** Fragmento de fuente **
La lectura, vehículo del saber, es aceptada universalmente también como una ocupación sana, como una forma saludable y decente de ocupar el tiempo libre
El libro es un objeto curioso. La humanidad vivió demasiado tiempo sin escritura, luego siglos sin imprenta, luego todavía un lapso considerable durante el cual la población alfabetizada, capaz de leer, era escasa; todavía lo es, lamentablemente, en muchos lugares. El libro, la palabra escrita sobre la tablilla de barro, el pergamino, el papiro, el papel, tuvo funciones utilitarias, vinculadas con la economía y el comercio, o políticas, sustentadoras del poder, o sagradas, emanadas del culto, de la liturgia y de la fe. El objetivo de la lectura, para los pocos que la ejercían, se relacionaba con esas funciones.
Hoy la lectura está prestigiada como vehículo del saber o herramienta de aprendizaje, como soporte por excelencia donde el hombre conserva la memoria colectiva, la historia de la humanidad, en las ciencias, en las artes, en las costumbres. La lectura es también universalmente aceptada como una ocupación sana, como una forma saludable y decente de ocupar el tiempo libre: la sociedad se preocupa por los niños que pasan horas y horas sentados frente a su ordenador, desconectados de la realidad, en posturas y ocupaciones que deforman su esqueleto, atrofian sus músculos y congelan sus cerebros. Nadie es capaz de hallar nada malo en la postura del escolar que lee o escribe durante ocho horas o más sentado en su pupitre escolar, con las piernas colgando y la espalda curvada sobre la libreta o el pizarrín.
¿Por qué? Porque leer es útil, es una ocupación que sirve para algo, sea la instrucción escolar, la elevación moral, cívica, el enriquecimiento espiritual a través de esa mágica conexión con la cultura humana que conocemos como libro.
Leer es útil.
Esa es una verdad tan evidente, tan universalmente aceptada, que casi parece blasfemo convocar a una lectura por razones ajenas a esa utilidad; pensar, por ejemplo, que usted puede leer para aliviar el tiempo de la espera en la consulta del dentista o durante un viaje: todo el mundo lo hace, pero esa no es la lectura de prestigio.

[Datos de localización de puntos]
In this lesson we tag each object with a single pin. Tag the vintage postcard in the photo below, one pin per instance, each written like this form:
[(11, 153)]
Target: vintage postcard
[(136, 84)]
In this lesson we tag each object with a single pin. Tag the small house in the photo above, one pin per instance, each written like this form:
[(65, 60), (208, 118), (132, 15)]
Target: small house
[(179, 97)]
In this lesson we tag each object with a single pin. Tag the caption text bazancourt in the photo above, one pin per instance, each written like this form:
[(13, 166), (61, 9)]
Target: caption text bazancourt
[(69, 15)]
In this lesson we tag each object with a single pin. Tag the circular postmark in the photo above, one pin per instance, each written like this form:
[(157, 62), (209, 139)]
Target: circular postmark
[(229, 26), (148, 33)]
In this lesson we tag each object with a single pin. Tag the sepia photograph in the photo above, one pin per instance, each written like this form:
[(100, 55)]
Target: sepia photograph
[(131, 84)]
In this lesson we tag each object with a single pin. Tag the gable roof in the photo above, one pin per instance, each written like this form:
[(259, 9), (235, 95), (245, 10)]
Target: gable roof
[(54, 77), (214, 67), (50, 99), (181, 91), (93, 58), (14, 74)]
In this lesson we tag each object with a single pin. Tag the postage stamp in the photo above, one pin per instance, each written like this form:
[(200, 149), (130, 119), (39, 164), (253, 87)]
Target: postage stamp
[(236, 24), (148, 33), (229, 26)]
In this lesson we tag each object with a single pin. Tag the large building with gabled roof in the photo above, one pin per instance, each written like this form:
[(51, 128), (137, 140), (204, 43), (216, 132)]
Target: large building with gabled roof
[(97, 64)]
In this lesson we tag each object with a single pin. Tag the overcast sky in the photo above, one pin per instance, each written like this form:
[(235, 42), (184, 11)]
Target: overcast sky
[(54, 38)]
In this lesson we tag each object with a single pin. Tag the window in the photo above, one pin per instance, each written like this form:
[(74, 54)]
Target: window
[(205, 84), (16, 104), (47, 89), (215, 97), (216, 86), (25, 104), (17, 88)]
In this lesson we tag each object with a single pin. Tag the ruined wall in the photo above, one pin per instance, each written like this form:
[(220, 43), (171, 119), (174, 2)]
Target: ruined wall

** Consigna A **
Responda a partir del texto sobre la lectura:
(i) ¿Sobre qué soportes se escribió la palabra escrita?
(ii) ¿Qué efectos atribuye a las posturas y ocupaciones de los niños frente al ordenador?
(iii) ¿Qué dos ocasiones menciona como ejemplos de lectura ajena a su utilidad?
** Consigna B **
Copie del texto sobre la lectura el pasaje que va de "La lectura, vehículo" a "con esas funciones.", ambos incluidos.

** Respuesta A **
(i) Sobre la tablilla de barro, el pergamino, el papiro y el papel.
(ii) Les deforman el esqueleto, les atrofian los músculos y les congelan el cerebro.
(iii) La espera en la consulta del dentista y un viaje.

** Respuesta B **
La lectura, vehículo del saber, es aceptada universalmente también como una ocupación sana, como una forma saludable y decente de ocupar el tiempo libre
El libro es un objeto curioso. La humanidad vivió demasiado tiempo sin escritura, luego siglos sin imprenta, luego todavía un lapso considerable durante el cual la población alfabetizada, capaz de leer, era escasa; todavía lo es, lamentablemente, en muchos lugares. El libro, la palabra escrita sobre la tablilla de barro, el pergamino, el papiro, el papel, tuvo funciones utilitarias, vinculadas con la economía y el comercio, o políticas, sustentadoras del poder, o sagradas, emanadas del culto, de la liturgia y de la fe. El objetivo de la lectura, para los pocos que la ejercían, se relacionaba con esas funciones.